# Respraying front wing. Cost



## darkchild101

Hi
I have 2 badly rusted front wings and have identified a donor car at the scrap yard with 2 wings but in different colour from my car

My question is. If I wanted them resprayed to my cars colour how much would it cost?

Second despite being different colour the wings are rust free and in good condition. To lower costs is there anything I can do prior to presenting to spray painter eg should I remove old paint or he can simply respaint over existing paint

Thanks


----------



## theshoe202

Have a look at my post on 2 wings I did, you will see some of the options and issues you may encounter .

http://www.detailingworld.co.uk/forum/showthread.php?t=378561

It all boils down to cost and how perfect you want the job . What car are they from and what colour are they ?


----------



## darkchild101

theshoe202 said:


> Have a look at my post on 2 wings I did, you will see some of the options and issues you may encounter .
> 
> http://www.detailingworld.co.uk/forum/showthread.php?t=378561
> 
> It all boils down to cost and how perfect you want the job . What car are they from and what colour are they ?


Thanks mate but some of the posts arent showing


----------



## theshoe202

Basically I put 2new wings on a mk5 golf. 

Had to decide on either blending the paint into the doors or having a slight color difference. I opted just to paint the wings and do them off the car. The color was about 90% and the car sold on the first day with no issues. The buyer commented on how clean the car was and was surprised not to see any standard vw rust. (I didn't mention I'd put new wings on)

In terms of prep, I would leave it to your painter. Reason being they will use products they are familiar with and will prep it to the right standard . If they run into any problems with sinkage/ reaction then they will have to sort it out.
If that happens and you have done the prep then it's a difficult conversation to have .

Cheapest way for you would be to have them painted off the car and fit them yourself , just be aware of potential color match issues as mentioned earlier.


Sent from my HTC One_M8 using Tapatalk


----------



## darkchild101

theshoe202 said:


> Basically I put 2new wings on a mk5 golf.
> 
> Had to decide on either blending the paint into the doors or having a slight color difference. I opted just to paint the wings and do them off the car. The color was about 90% and the car sold on the first day with no issues. The buyer commented on how clean the car was and was surprised not to see any standard vw rust. (I didn't mention I'd put new wings on)
> 
> In terms of prep, I would leave it to your painter. Reason being they will use products they are familiar with and will prep it to the right standard . If they run into any problems with sinkage/ reaction then they will have to sort it out.
> If that happens and you have done the prep then it's a difficult conversation to have .
> 
> Cheapest way for you would be to have them painted off the car and fit them yourself , just be aware of potential color match issues as mentioned earlier.
> 
> Sent from my HTC One_M8 using Tapatalk


Thanks mate

How much would it cost for a painter to do. Its exactly like this car but with rust on wings


----------



## squiggs

The price will really depend on what finish you want and who you use.
Back Street Bash em out Bob in his lock up might charge only £80 for each wing - but it might not be a very close match, might have dust nibs in it, maybe the odd run and the longevity of the job could be questionable.

[Given exercise]:
Can you duplicate the stretch of the wing-respray thread from "How much would it cost for" through "who you use." word for word?

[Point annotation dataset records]
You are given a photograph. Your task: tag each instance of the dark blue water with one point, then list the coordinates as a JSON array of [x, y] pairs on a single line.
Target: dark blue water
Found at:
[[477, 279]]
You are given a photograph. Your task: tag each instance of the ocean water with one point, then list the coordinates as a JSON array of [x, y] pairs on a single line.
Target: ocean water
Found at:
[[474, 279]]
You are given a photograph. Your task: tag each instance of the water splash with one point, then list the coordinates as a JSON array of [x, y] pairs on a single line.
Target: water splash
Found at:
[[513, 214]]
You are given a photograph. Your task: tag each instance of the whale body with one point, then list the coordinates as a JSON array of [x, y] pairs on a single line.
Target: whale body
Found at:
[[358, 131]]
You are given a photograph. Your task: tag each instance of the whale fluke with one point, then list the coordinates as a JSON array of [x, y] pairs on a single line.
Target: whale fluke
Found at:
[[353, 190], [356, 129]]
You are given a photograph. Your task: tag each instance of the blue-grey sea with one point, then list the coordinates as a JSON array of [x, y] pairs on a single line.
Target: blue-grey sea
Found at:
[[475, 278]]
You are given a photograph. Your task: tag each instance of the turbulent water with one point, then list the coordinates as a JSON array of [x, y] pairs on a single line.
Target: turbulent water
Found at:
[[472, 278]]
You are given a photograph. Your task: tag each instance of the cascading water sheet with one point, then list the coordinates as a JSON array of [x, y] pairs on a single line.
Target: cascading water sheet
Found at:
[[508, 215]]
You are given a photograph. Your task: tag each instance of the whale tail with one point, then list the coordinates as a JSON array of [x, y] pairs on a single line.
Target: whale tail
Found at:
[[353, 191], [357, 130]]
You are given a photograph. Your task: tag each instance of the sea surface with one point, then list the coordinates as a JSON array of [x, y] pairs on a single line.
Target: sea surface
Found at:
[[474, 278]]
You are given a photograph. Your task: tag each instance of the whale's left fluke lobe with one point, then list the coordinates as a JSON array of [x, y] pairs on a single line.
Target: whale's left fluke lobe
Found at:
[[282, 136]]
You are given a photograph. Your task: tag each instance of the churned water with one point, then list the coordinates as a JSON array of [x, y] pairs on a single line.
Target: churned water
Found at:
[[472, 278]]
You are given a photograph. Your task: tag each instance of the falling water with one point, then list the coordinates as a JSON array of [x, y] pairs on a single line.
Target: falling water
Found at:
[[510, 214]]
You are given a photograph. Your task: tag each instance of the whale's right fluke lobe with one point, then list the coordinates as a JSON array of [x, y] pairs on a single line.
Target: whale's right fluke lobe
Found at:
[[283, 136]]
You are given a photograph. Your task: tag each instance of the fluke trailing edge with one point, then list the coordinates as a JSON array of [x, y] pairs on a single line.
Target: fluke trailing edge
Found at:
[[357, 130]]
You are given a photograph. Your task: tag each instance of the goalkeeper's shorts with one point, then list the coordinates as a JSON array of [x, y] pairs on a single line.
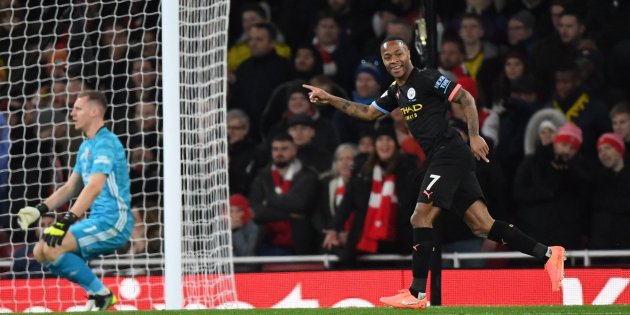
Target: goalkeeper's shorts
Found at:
[[96, 237]]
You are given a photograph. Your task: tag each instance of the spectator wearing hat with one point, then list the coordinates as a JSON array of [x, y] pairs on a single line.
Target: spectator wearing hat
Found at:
[[620, 116], [282, 198], [514, 112], [333, 184], [580, 107], [312, 153], [242, 152], [298, 104], [452, 67], [556, 50], [380, 197], [547, 132], [551, 190], [367, 84], [239, 52], [246, 235], [259, 75], [306, 63], [610, 200], [513, 67], [338, 55], [477, 50]]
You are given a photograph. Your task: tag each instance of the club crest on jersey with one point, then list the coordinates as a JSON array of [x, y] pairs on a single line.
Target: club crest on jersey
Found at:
[[411, 93], [86, 154], [441, 83]]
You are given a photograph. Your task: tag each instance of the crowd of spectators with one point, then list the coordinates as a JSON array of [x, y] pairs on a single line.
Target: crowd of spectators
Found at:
[[546, 77]]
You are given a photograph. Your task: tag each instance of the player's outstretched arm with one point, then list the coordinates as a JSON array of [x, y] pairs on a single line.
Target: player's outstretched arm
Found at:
[[478, 145], [54, 234], [28, 215], [66, 192], [361, 111]]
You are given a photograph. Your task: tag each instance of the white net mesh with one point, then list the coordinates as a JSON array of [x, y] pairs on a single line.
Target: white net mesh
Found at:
[[52, 49], [206, 246]]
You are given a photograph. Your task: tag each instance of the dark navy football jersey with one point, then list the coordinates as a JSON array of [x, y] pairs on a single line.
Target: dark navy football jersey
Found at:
[[424, 101]]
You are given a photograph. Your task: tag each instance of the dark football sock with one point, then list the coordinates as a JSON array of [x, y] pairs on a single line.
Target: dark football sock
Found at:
[[503, 232], [423, 248]]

[In response]:
How much would it cost for a painter to do. Its exactly like this car but with rust on wings


----------



## squiggs

The price will really depend on what finish you want and who you use.